— Start of Records for the task —

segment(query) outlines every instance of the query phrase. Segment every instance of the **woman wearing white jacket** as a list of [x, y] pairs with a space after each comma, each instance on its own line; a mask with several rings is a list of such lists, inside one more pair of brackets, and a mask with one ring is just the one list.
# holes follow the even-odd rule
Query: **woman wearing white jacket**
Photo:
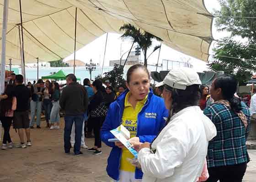
[[193, 182], [200, 177], [208, 141], [217, 134], [212, 121], [197, 106], [201, 82], [189, 68], [172, 70], [159, 85], [170, 116], [165, 126], [150, 144], [133, 143], [143, 182]]

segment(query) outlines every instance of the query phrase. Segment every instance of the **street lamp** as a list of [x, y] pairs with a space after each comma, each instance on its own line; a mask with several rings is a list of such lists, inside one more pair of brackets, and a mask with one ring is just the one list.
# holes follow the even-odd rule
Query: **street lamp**
[[87, 64], [86, 63], [85, 65], [85, 68], [86, 69], [86, 71], [89, 71], [90, 72], [90, 80], [91, 80], [91, 71], [95, 71], [96, 69], [96, 64], [93, 63], [91, 59], [90, 61], [90, 63]]

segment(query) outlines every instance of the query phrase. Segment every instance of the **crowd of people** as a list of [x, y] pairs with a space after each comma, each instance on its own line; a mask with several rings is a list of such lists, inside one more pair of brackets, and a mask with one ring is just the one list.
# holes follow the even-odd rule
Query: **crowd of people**
[[[173, 70], [153, 91], [146, 67], [136, 65], [126, 85], [115, 88], [109, 81], [106, 88], [99, 80], [80, 85], [72, 74], [61, 91], [56, 82], [39, 80], [27, 86], [20, 75], [12, 80], [0, 96], [3, 149], [12, 147], [12, 121], [20, 138], [17, 147], [32, 145], [30, 129], [36, 115], [40, 128], [43, 106], [51, 129], [59, 128], [59, 110], [65, 113], [67, 154], [72, 147], [75, 156], [83, 154], [81, 147], [101, 154], [101, 141], [112, 148], [107, 171], [117, 182], [242, 182], [250, 161], [245, 142], [251, 114], [236, 95], [232, 76], [221, 76], [210, 86], [202, 85], [192, 69]], [[120, 141], [110, 142], [115, 138], [110, 131], [120, 125], [130, 133], [136, 158]], [[94, 145], [88, 147], [85, 135], [92, 132]]]

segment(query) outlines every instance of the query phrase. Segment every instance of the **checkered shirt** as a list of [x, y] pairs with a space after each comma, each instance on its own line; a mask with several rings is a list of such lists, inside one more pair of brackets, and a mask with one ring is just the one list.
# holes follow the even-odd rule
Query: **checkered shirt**
[[209, 142], [207, 154], [208, 167], [233, 165], [247, 162], [248, 153], [245, 142], [250, 130], [250, 111], [241, 102], [242, 111], [248, 119], [245, 130], [237, 114], [220, 103], [208, 106], [204, 113], [213, 121], [217, 136]]

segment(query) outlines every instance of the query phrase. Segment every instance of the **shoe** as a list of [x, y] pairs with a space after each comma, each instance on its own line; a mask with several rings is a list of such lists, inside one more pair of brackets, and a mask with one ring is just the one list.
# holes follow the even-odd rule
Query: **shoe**
[[3, 143], [3, 145], [2, 145], [2, 149], [5, 150], [5, 149], [7, 149], [7, 148], [8, 148], [7, 145], [6, 144], [5, 144], [4, 143]]
[[99, 155], [102, 154], [102, 152], [101, 151], [98, 151], [98, 150], [96, 150], [94, 152], [93, 152], [93, 155]]
[[75, 156], [81, 156], [83, 154], [83, 152], [80, 152], [79, 153], [78, 153], [77, 154], [75, 154]]
[[88, 151], [90, 152], [95, 152], [96, 151], [96, 149], [95, 149], [94, 148], [92, 147], [91, 148], [89, 148], [89, 149], [88, 149]]
[[8, 148], [12, 148], [12, 147], [13, 147], [13, 144], [12, 143], [12, 142], [11, 142], [9, 143], [8, 145]]
[[32, 146], [32, 144], [31, 144], [31, 142], [27, 142], [27, 147], [31, 147]]
[[83, 148], [85, 148], [85, 149], [87, 149], [88, 148], [88, 147], [86, 146], [85, 145], [85, 144], [84, 145], [81, 145], [81, 147]]
[[26, 147], [27, 147], [27, 146], [26, 145], [26, 143], [20, 143], [19, 144], [18, 144], [18, 145], [16, 146], [16, 148], [25, 148]]

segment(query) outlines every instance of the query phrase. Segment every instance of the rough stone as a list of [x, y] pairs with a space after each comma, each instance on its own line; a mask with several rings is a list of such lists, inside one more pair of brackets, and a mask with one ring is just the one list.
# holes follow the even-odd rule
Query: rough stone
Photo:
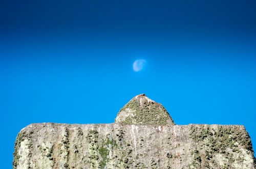
[[115, 122], [145, 125], [175, 124], [162, 104], [144, 94], [134, 97], [125, 104], [118, 112]]
[[[144, 107], [144, 99], [132, 99], [142, 100], [133, 110]], [[143, 117], [126, 123], [118, 117], [133, 107], [129, 103], [115, 123], [28, 125], [17, 136], [13, 168], [256, 168], [243, 126], [174, 125], [155, 102], [147, 111], [156, 111], [158, 117], [167, 114], [167, 122]]]

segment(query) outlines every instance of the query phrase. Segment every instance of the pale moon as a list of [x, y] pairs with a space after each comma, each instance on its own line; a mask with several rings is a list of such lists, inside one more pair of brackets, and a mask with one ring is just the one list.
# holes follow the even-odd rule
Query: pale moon
[[138, 72], [143, 69], [146, 63], [146, 61], [143, 59], [138, 59], [136, 60], [133, 64], [133, 70]]

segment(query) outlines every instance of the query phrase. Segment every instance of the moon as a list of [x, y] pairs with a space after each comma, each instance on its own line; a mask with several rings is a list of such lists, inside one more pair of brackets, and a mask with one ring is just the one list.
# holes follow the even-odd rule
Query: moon
[[133, 70], [138, 72], [143, 69], [145, 66], [146, 61], [143, 59], [138, 59], [134, 61], [133, 64]]

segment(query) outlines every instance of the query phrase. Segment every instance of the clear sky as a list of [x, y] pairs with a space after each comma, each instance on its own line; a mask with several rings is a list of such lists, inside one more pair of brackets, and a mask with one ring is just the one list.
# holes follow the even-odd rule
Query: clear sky
[[256, 149], [256, 1], [0, 2], [2, 168], [26, 126], [113, 123], [141, 93], [177, 124], [244, 125]]

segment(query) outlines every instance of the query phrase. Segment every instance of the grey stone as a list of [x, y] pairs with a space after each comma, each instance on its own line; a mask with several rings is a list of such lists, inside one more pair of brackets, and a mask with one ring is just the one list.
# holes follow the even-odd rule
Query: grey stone
[[[141, 103], [126, 104], [115, 123], [28, 125], [17, 136], [13, 168], [256, 168], [243, 126], [174, 125], [155, 102], [134, 115], [144, 108], [145, 99], [141, 95], [132, 99]], [[154, 110], [154, 120], [143, 115]], [[162, 116], [167, 117], [164, 123]]]

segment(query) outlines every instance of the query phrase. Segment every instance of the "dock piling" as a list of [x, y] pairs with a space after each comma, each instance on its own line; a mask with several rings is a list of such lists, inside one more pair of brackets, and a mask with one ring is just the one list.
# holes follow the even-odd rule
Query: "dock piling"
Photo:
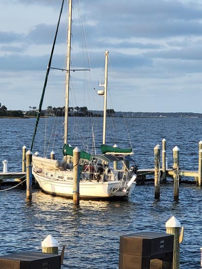
[[202, 141], [199, 143], [199, 176], [196, 179], [196, 184], [202, 186]]
[[166, 183], [166, 140], [162, 140], [162, 182]]
[[159, 145], [154, 148], [155, 154], [155, 199], [160, 198], [160, 149]]
[[55, 153], [53, 151], [50, 153], [50, 158], [52, 160], [55, 160]]
[[25, 172], [26, 171], [26, 147], [23, 146], [22, 147], [22, 172]]
[[176, 146], [173, 149], [173, 184], [174, 199], [178, 200], [179, 199], [180, 185], [180, 149]]
[[58, 242], [51, 234], [42, 243], [42, 252], [46, 253], [58, 254]]
[[3, 165], [3, 173], [7, 173], [8, 172], [8, 168], [7, 168], [7, 164], [8, 164], [8, 161], [6, 160], [4, 160], [2, 162]]
[[182, 227], [181, 234], [180, 234], [181, 224], [174, 216], [166, 223], [165, 226], [166, 233], [174, 236], [173, 269], [180, 269], [180, 244], [183, 240], [184, 227]]
[[26, 198], [29, 200], [32, 200], [32, 153], [28, 150], [26, 153]]
[[80, 158], [81, 151], [78, 147], [73, 150], [73, 202], [74, 204], [79, 204], [79, 179], [80, 179]]

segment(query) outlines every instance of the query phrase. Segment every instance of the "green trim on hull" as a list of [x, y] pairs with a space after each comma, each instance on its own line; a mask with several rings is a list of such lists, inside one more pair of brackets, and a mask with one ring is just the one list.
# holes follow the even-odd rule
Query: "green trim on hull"
[[103, 154], [107, 153], [125, 153], [131, 154], [133, 153], [133, 149], [121, 149], [121, 148], [114, 147], [112, 146], [108, 146], [103, 144], [100, 147]]
[[[63, 153], [64, 156], [72, 156], [73, 157], [73, 150], [75, 148], [70, 147], [68, 144], [65, 144], [63, 148]], [[90, 160], [92, 158], [92, 156], [90, 154], [81, 150], [80, 157], [81, 159]]]

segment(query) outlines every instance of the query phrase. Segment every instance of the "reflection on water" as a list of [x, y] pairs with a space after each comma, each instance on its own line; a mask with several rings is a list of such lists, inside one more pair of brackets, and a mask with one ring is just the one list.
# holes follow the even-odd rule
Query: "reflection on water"
[[165, 223], [174, 215], [185, 226], [180, 268], [200, 268], [202, 191], [181, 185], [178, 202], [173, 191], [172, 184], [163, 185], [160, 199], [155, 200], [154, 186], [147, 184], [137, 186], [129, 201], [81, 201], [78, 207], [40, 190], [34, 190], [31, 202], [23, 190], [1, 192], [0, 254], [41, 251], [41, 242], [51, 234], [59, 251], [66, 246], [64, 268], [118, 268], [121, 235], [165, 232]]
[[[85, 124], [85, 119], [82, 120]], [[120, 128], [124, 120], [119, 120]], [[22, 148], [23, 145], [28, 148], [31, 143], [35, 119], [0, 121], [0, 170], [1, 161], [6, 159], [10, 171], [21, 171]], [[154, 148], [165, 137], [169, 166], [172, 165], [172, 149], [177, 145], [181, 169], [196, 170], [198, 142], [202, 139], [198, 133], [201, 121], [130, 118], [129, 130], [140, 168], [154, 167]], [[20, 124], [21, 129], [16, 132]], [[125, 141], [121, 135], [121, 132], [120, 145]], [[37, 139], [40, 146], [40, 137]], [[14, 155], [11, 150], [14, 146]], [[40, 151], [43, 152], [42, 149]], [[117, 269], [121, 235], [142, 231], [165, 232], [165, 223], [174, 215], [185, 226], [180, 269], [200, 269], [202, 189], [180, 185], [178, 202], [173, 200], [172, 183], [162, 185], [160, 191], [160, 199], [156, 200], [153, 183], [137, 185], [128, 201], [81, 201], [78, 207], [71, 200], [48, 195], [40, 190], [34, 190], [31, 202], [26, 200], [24, 190], [0, 192], [0, 254], [41, 251], [42, 242], [50, 234], [59, 242], [60, 251], [66, 246], [63, 268]]]

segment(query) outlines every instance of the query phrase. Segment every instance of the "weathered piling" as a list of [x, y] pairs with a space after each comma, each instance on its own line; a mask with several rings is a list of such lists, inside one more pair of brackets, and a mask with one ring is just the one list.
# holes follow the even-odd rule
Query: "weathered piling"
[[202, 141], [199, 143], [199, 176], [196, 179], [196, 185], [202, 186]]
[[55, 160], [55, 153], [53, 151], [50, 153], [50, 158], [52, 160]]
[[4, 160], [2, 162], [3, 165], [3, 173], [7, 173], [8, 172], [8, 167], [7, 167], [7, 164], [8, 164], [8, 161], [6, 160]]
[[49, 234], [42, 243], [42, 252], [58, 254], [58, 242]]
[[179, 199], [180, 185], [180, 149], [176, 146], [173, 151], [173, 185], [174, 198], [176, 200]]
[[162, 182], [166, 183], [166, 140], [162, 140]]
[[26, 147], [23, 146], [22, 147], [22, 172], [25, 172], [26, 171]]
[[173, 269], [180, 269], [180, 244], [182, 242], [184, 233], [184, 227], [182, 227], [181, 234], [180, 235], [181, 224], [174, 216], [165, 224], [166, 233], [173, 234]]
[[29, 150], [26, 153], [26, 198], [30, 200], [31, 200], [32, 195], [32, 153]]
[[155, 199], [160, 198], [160, 149], [159, 145], [154, 148], [155, 154]]
[[[117, 145], [116, 144], [113, 146], [114, 148], [117, 148]], [[115, 170], [117, 170], [118, 169], [118, 162], [117, 161], [114, 161], [113, 162], [113, 168]]]
[[73, 202], [79, 204], [79, 179], [80, 179], [80, 158], [81, 151], [78, 147], [73, 150]]

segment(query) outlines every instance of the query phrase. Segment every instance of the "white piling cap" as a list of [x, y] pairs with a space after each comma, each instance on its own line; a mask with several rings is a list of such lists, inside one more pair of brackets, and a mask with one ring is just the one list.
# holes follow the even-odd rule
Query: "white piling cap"
[[180, 223], [178, 221], [175, 217], [173, 216], [165, 224], [166, 227], [181, 227]]
[[180, 149], [178, 147], [176, 146], [174, 149], [173, 149], [173, 151], [180, 151]]
[[73, 150], [73, 152], [80, 152], [80, 150], [78, 147], [76, 147]]
[[58, 242], [54, 238], [51, 234], [49, 234], [42, 242], [42, 247], [58, 247]]

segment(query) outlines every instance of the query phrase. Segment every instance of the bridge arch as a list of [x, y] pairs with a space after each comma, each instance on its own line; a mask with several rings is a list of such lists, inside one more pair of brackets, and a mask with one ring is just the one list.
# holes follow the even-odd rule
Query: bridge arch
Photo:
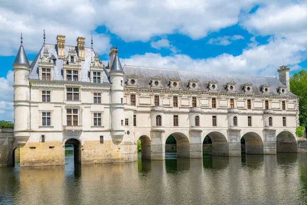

— End of Records for the task —

Goal
Reproduce the listing starting at the line containing "of the rough" and ending at the line containing "114], [167, 122]]]", with both of those lines included. Leave any pictures out of your copy.

Exercise solution
segment(query) outlines every instance of the query phrase. Segment every instance of the rough stone as a list of [x, y] pairs with a space after each comma, each instance on its own line; a mask with several rings is a list of such lists, inside one more pair of brackets, and a mask with one ring is just the one list.
# holes follow the even-odd rule
Query: rough stone
Photo:
[[115, 122], [145, 125], [175, 124], [162, 104], [144, 94], [134, 97], [125, 104], [118, 112]]
[[[144, 107], [144, 99], [132, 99], [142, 100], [133, 110]], [[143, 117], [126, 123], [118, 117], [133, 107], [129, 103], [115, 123], [28, 125], [17, 136], [13, 168], [256, 168], [243, 126], [174, 125], [155, 102], [147, 111], [156, 111], [158, 117], [167, 114], [167, 122]]]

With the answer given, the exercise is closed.